start Text to read
So I was having a moment today and I reached for my camera to document it for my YouTube channel, Michelle Clarke TV.

You have all been so supportive that I thought I should share it with you all also.

So here it is…

I miss my baby 👼🏾

God didn’t take my baby!

I’m sharing this with you just seconds after having a conversation with a wonderful woman who works for Revelation TV.

I shared my testimony with her & it again highlighted just how wonderful God is 🙌🏾

I told her about my blog and she said it was important that I know that God didn’t take my baby. I know this as God isn’t capable of such EVIL!

The Devil comes to steal our joy but if we trust in the Lord, HE turns everything around that the devil meant for harm and makes it good.

Destiny is happy, I WILL see her again. She is with Jesus and in no pain. How can I not be happy about that?

Of course I miss her & yes, my tears still flow but not as much now because this world is full of evil that she will never have to experience.

Losing Destiny made me lose myself. I was in so much shock and lost faith in this cruel world. The only way I could survive and get through my grief was to turn to Christ. Jesus saved me 🙏🏾

So that’s what I mean, I HAD to lose my Destiny (my daughter) to find my destiny (Gods purpose for my life)

My path has never been clearer, this is what happens when you trust in Jesus. I’m finally seeing bit by bit who God created me to be.

I will continue to trust in the Lord 🙏🏾

“Trust in the Lord with all thine heart; and lean not unto thine own understanding.”

Proverbs 3:5 KJV

A year ago today…

This time last year, we had just made it to the cemetery.

After getting out of the taxi and seeing family, it started to feel real.

My babies cold body lay in her tiny white casket and as I walked towards the hearse, I noticed the plaque on the casket.

Destiny Jayde Clarke, infant of Michelle Clarke.

Nobody informed me that my name would also be on the casket. It made me feel horrible and the tears started to flow.

It felt weird seeing my name on a casket and I just wanted the world to stop so I could get off. I’d had enough!

When I look back now, I suppose it was quite fitting because a piece of me definitely died with Destiny and is certainly buried with her.

I’ll never be the same again.

I repeatedly stroked the tiny casket as if I was stroking my daughter. I wasn’t strong enough to see her little lifeless face in the funeral home but I put my faith in my Mum & sister to pick out something amazing for her to wear.

I was later told that it was probably best that I didn’t see her. She had changed so much after her post-mortem and didn’t look like our Destiny anymore. I’m happy to remember her how she was in those three days we got to spend with her after the delivery.

The funeral was tiny. Tiny for a tiny baby. Destiny wasn’t known by many and she only weighed 320g. I wanted her funeral to represent her. We didn’t want a huge circus. That would make the process longer and I just wanted to bury my child and go home.

A week before her funeral, I didn’t even want to go so you can imagine my pain.

My long, thick mane was the last thing i wanted to be dealing with so I piled it on my head and wore a headscarf.

A year later, I don’t have that problem. Grief & Stress have taken care of that and I am slowly growing my hair back.

So today is the last of the firsts…

Sleep well Princess 💔

Lonely

This time last year, I was ‘shopping’ for our daughters funeral. I hated every second of it!

The one thing that kept me going was being around others. Visits, cards being sent to the house, Facebook messages, calls, just being thought of.
end Text to read
start Data lines
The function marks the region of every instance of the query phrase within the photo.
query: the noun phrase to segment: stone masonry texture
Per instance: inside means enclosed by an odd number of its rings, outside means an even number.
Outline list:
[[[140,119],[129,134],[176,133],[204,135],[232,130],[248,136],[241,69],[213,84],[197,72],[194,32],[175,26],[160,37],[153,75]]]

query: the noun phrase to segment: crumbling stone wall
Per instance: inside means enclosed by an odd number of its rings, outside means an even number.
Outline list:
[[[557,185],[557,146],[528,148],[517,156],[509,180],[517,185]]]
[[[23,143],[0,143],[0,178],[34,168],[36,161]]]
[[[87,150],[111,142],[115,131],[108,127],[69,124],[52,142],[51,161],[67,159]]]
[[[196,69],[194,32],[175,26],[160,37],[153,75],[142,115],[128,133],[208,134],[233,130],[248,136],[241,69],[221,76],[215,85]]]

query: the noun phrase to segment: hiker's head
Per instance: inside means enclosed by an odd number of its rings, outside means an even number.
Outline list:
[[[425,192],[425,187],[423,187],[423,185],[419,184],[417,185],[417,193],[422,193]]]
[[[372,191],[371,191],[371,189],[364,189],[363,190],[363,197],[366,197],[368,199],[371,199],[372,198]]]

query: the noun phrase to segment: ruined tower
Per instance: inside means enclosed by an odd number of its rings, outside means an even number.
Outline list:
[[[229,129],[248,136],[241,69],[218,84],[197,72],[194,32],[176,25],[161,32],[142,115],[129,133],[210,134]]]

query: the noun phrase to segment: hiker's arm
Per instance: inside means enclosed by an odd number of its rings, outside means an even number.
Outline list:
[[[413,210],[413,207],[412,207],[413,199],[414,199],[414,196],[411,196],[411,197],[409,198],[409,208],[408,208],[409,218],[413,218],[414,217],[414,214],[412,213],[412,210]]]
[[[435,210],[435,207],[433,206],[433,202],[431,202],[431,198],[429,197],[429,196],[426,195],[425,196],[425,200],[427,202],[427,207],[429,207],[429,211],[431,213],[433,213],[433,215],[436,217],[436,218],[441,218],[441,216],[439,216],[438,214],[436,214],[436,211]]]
end Data lines
What is required: Please duplicate the part of the blog post about losing Destiny from "After getting out" up to and including "of Michelle Clarke.".

Output of the exercise:
After getting out of the taxi and seeing family, it started to feel real.

My babies cold body lay in her tiny white casket and as I walked towards the hearse, I noticed the plaque on the casket.

Destiny Jayde Clarke, infant of Michelle Clarke.